* **Task directions**
Reproduce the records below exactly as they appear.

* **Provided material**
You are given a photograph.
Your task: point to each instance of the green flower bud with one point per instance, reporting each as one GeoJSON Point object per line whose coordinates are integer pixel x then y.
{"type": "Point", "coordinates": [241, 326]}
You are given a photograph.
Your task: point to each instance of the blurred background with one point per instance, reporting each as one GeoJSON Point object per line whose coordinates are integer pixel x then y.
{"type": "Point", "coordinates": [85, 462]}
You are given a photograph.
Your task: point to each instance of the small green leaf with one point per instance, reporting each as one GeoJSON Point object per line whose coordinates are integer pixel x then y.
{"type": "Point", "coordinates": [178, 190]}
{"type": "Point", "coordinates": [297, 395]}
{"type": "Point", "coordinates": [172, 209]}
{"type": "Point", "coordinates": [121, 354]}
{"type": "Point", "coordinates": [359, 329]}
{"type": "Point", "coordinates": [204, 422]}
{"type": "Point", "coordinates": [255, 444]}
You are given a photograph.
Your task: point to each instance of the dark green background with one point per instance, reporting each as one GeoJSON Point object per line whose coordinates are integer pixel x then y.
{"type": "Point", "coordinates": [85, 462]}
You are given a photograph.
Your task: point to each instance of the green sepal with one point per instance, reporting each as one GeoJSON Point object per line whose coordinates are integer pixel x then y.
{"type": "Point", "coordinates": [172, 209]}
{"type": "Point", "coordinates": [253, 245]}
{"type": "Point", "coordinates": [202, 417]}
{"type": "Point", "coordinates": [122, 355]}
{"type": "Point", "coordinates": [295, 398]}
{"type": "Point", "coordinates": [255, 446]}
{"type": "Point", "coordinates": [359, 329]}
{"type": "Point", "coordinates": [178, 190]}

* **Written response**
You are given a photograph.
Your task: point to each instance of the green flower bud with one point per instance, reporting each as one GeoJSON Point object per line whose coordinates are integer pixel x then y.
{"type": "Point", "coordinates": [241, 326]}
You are given a photograph.
Your task: point to each instance of the blurred background with one point per instance, reporting each as one GeoJSON Point object per line whose coordinates are integer pixel x then y.
{"type": "Point", "coordinates": [85, 462]}
You are given a photograph.
Your task: point to each instance of the small green leaf with one point per instance, reporting each as one GeoJSON Point object per line whose coordinates are integer pixel x then y.
{"type": "Point", "coordinates": [178, 190]}
{"type": "Point", "coordinates": [297, 395]}
{"type": "Point", "coordinates": [172, 209]}
{"type": "Point", "coordinates": [121, 354]}
{"type": "Point", "coordinates": [359, 329]}
{"type": "Point", "coordinates": [204, 422]}
{"type": "Point", "coordinates": [255, 444]}
You are given a photograph.
Your task: point to each instance of the dark green background with one point per instance, reporting each as one GeoJSON Point object per line whose coordinates are integer pixel x then y.
{"type": "Point", "coordinates": [85, 462]}
You are given a photograph.
Your task: point to each instance of the green sepal with one point per instance, reporting each as one GeoJSON Point object per line whose coordinates are integer pixel x then y.
{"type": "Point", "coordinates": [172, 209]}
{"type": "Point", "coordinates": [253, 245]}
{"type": "Point", "coordinates": [202, 417]}
{"type": "Point", "coordinates": [122, 355]}
{"type": "Point", "coordinates": [295, 398]}
{"type": "Point", "coordinates": [255, 446]}
{"type": "Point", "coordinates": [359, 329]}
{"type": "Point", "coordinates": [178, 190]}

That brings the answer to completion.